[Extracted data entries]
● ● ● ● ●

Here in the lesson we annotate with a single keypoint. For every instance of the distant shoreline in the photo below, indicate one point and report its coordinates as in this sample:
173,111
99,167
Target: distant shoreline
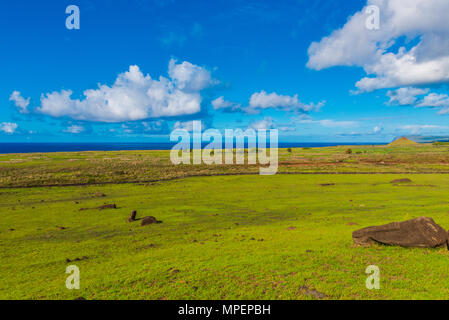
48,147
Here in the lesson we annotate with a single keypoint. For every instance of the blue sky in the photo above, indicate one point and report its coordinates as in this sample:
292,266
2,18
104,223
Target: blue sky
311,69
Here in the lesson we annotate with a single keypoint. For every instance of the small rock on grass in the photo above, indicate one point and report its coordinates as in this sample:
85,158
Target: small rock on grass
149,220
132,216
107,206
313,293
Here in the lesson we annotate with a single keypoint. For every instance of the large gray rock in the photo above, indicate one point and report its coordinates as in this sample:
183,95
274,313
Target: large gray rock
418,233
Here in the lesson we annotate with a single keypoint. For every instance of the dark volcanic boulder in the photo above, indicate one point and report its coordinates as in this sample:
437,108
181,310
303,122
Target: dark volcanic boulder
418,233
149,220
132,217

● ● ● ● ●

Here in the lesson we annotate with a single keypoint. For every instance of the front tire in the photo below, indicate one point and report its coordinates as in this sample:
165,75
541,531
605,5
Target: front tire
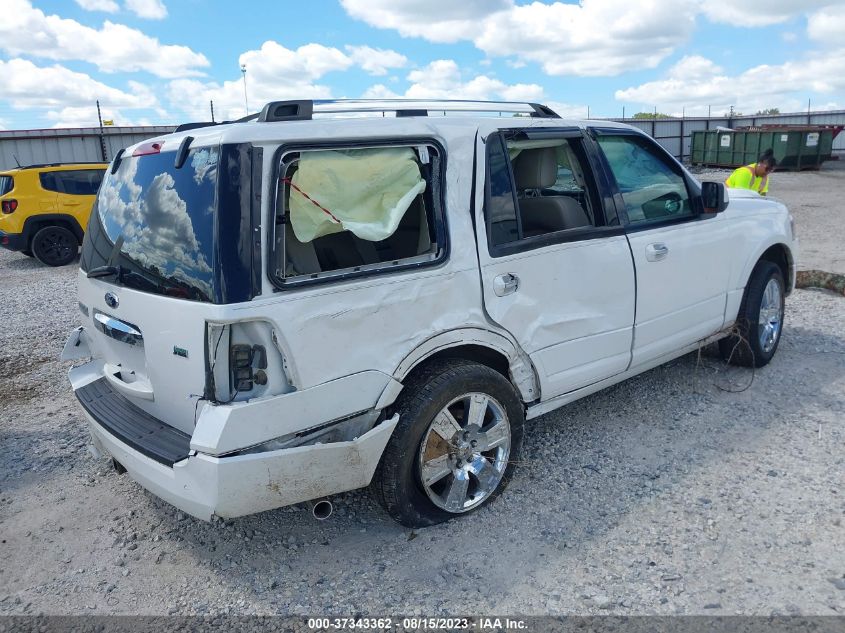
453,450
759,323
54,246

● ● ● ● ●

**Problem**
A single number is the whole answer here: the number of lines in the data that include "above".

**Reply to the exercise**
4